> _SET TASK_
Rewrite all of the records below, changing "Put a marker on" to "Mark" and leaving everything else the same.

>> Begin DATASET EXTRACT

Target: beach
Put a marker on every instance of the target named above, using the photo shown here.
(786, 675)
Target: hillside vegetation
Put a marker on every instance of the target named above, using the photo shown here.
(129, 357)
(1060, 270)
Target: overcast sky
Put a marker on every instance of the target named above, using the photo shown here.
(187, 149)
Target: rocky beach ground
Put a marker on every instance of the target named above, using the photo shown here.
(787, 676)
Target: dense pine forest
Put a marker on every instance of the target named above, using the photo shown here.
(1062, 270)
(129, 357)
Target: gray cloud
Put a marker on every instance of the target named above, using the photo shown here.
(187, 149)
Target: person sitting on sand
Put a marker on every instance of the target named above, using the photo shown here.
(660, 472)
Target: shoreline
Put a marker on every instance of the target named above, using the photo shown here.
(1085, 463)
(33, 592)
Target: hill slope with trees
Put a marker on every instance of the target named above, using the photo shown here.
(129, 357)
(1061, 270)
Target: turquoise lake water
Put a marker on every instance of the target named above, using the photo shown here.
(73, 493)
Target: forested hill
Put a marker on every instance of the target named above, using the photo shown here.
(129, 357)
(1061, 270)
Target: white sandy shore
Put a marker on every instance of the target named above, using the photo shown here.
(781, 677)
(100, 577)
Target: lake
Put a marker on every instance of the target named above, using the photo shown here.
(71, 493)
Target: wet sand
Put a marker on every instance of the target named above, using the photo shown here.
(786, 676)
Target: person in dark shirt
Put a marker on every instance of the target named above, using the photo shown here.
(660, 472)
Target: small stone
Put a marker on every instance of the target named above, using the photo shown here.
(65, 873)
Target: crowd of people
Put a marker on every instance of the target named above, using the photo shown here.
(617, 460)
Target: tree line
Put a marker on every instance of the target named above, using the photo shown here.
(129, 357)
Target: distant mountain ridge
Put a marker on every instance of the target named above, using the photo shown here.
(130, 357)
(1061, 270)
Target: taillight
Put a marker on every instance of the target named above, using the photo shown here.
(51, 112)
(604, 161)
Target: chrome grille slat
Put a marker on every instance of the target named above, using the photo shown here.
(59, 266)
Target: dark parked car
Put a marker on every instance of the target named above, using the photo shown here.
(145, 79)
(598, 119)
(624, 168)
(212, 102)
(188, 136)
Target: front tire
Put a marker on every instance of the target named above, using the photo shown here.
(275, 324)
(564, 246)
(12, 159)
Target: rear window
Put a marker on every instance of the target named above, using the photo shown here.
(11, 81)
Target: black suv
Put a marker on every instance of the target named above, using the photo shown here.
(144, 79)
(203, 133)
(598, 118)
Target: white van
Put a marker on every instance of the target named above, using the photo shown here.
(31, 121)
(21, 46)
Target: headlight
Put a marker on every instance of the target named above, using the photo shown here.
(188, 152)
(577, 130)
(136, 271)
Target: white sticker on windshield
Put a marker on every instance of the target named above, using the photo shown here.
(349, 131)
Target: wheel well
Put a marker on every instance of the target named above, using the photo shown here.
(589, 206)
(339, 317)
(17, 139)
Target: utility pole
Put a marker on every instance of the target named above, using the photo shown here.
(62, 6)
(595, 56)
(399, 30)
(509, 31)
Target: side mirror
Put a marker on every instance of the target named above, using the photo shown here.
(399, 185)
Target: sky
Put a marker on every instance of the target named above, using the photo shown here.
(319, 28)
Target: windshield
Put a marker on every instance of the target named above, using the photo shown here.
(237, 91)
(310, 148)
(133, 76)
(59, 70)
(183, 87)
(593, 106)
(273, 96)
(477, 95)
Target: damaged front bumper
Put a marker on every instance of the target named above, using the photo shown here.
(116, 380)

>> End DATASET EXTRACT

> _OUTPUT BELOW_
Target: beach
Mark every instance of the target named above, using the photo shown here.
(786, 675)
Target: hillside vegetation
Mark every instance of the target named above, using the photo shown here.
(129, 357)
(1060, 270)
Target: overcast sky
Mark every instance of the target named above, using the photo shown here.
(187, 149)
Target: rocky beach ground
Mark every instance of the target named above, using the photo shown here.
(787, 676)
Target: dense pine forest
Mark every instance of the target named above, using the photo shown here.
(1062, 270)
(129, 357)
Target: gray cloud
Mark every instance of the target named above, using the photo shown here.
(187, 149)
Target: person sitting on sand
Mark every instance of the target named above, using the photo shown here.
(660, 472)
Target: shoreline
Mark every instance of the target named above, using the photo shown here.
(1085, 463)
(33, 592)
Target: hill slope with trees
Mark every instance of the target named above, using the photo shown here.
(129, 357)
(1061, 270)
Target: turquoise lake water
Mark every instance of the target named above, using the photo shown here.
(73, 493)
Target: forested hill
Mark every instance of the target named above, using the photo shown here.
(129, 357)
(1061, 270)
Target: white sandy shore
Mark every instance of the target named above, using the photo shown here.
(781, 677)
(100, 577)
Target: lake
Mark every instance of the target named above, using the photo shown here.
(71, 493)
Target: wet sand
Mark every instance of the target named above, using the photo shown here.
(786, 676)
Target: person in dark shirt
Mark every instance of the target named above, using the photo shown here.
(660, 472)
Target: small stone
Mark every instance of the target named above, using the photo shown here.
(65, 873)
Target: crowd of people
Mark every instance of the target named above, using the photo shown here.
(617, 460)
Target: tree line
Mark every instance of the target named above, using the photo shown here.
(129, 357)
Target: distant mountain ridge
Mark every instance of the target named above, using the photo shown here.
(130, 357)
(1061, 270)
Target: taillight
Mark every instance of the target named above, using the photo shown here.
(51, 112)
(604, 161)
Target: chrome grille slat
Mark every instance of the target named above, using the photo shown here.
(59, 266)
Target: dark parked car
Mark every instance of the target named above, using the photo shown here.
(145, 79)
(598, 119)
(624, 168)
(212, 102)
(188, 136)
Target: front tire
Mark every instance of the target named above, using the photo shown here.
(275, 324)
(564, 246)
(12, 159)
Target: rear window
Mark every instance of the target named above, using the photo shown here.
(11, 81)
Target: black suv
Mark every instance of the target named above, using the photo shown here.
(144, 79)
(203, 133)
(598, 118)
Target: white van
Mark every instance of the target named above, using the photo shown here.
(31, 121)
(21, 46)
Target: headlight
Mark every instance of the target named above, using the photo shown here.
(188, 152)
(577, 130)
(136, 271)
Target: white sticker on windshield
Mark every instance of the target named above, using the photo shown here.
(349, 131)
Target: wheel well
Mark every instance of the target named above, using the photo shown here.
(589, 206)
(339, 317)
(17, 139)
Target: utility pole
Mark every instance of the target named above, using the photo shown here.
(62, 6)
(595, 56)
(399, 30)
(509, 31)
Target: side mirror
Mark every instance of the target named above, using the photo shown here.
(399, 185)
Target: sky
Mark every instance of the target named above, using the photo shown here.
(319, 28)
Target: windshield
Mark every instance of the target named above, using the photo shown here.
(237, 91)
(310, 148)
(133, 76)
(59, 70)
(183, 87)
(593, 106)
(273, 96)
(477, 95)
Target: damaged front bumper
Mark every instance of the target named above, using the photo shown here.
(116, 380)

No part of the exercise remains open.